━━━━━ Supplied entries ━━━━━

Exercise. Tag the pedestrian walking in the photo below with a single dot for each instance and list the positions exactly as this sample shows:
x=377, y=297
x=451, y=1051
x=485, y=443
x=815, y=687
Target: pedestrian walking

━━━━━

◆ Exercise aim
Reproduce each line, exactly as it appears, from the one that contains "x=377, y=297" through the last line of the records. Add no other lines.

◆ Answer space
x=377, y=297
x=451, y=1051
x=485, y=443
x=815, y=687
Target: pedestrian walking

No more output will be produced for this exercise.